What needs to be done: Rescale the listing below by writing out every line again, requests included, with each x and y coordinate in the answers multiplied by 1.35 and rounded to a whole number, halves rounding up. Leave the pictures out of your answer.

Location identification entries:

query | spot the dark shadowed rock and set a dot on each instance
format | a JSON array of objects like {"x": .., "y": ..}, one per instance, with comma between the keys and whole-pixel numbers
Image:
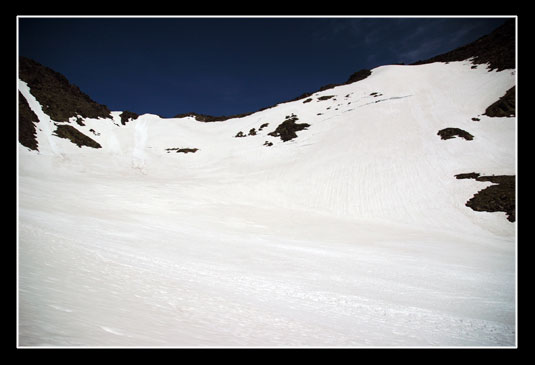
[
  {"x": 127, "y": 116},
  {"x": 448, "y": 133},
  {"x": 504, "y": 107},
  {"x": 27, "y": 120},
  {"x": 358, "y": 76},
  {"x": 286, "y": 130},
  {"x": 75, "y": 136},
  {"x": 59, "y": 99},
  {"x": 495, "y": 198}
]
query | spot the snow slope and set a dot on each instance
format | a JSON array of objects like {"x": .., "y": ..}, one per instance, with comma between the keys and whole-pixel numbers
[{"x": 354, "y": 234}]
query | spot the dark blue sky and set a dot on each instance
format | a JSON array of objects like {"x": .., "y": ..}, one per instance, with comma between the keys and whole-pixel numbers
[{"x": 225, "y": 66}]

Task output:
query | spot the dark shadowed rock and set a dot on each instance
format | a JSON array of objects like {"x": .., "y": ..}, one per instance, with comma between the keys and whole-pixel numbers
Image:
[
  {"x": 171, "y": 157},
  {"x": 605, "y": 180},
  {"x": 680, "y": 144},
  {"x": 36, "y": 162},
  {"x": 483, "y": 103},
  {"x": 386, "y": 176},
  {"x": 101, "y": 184},
  {"x": 80, "y": 134},
  {"x": 668, "y": 267}
]
query | spot the snow slope and set a dot on each instance
format | a JSON array of objects like {"x": .., "y": ..}, one per instance, with comma between the keys and whole-pixel numbers
[{"x": 478, "y": 316}]
query | spot the dark blue sky and set a dot on each instance
format | a JSON array of objects like {"x": .., "y": ..}, one per instance, with comma between the keys and whole-pixel numbers
[{"x": 304, "y": 89}]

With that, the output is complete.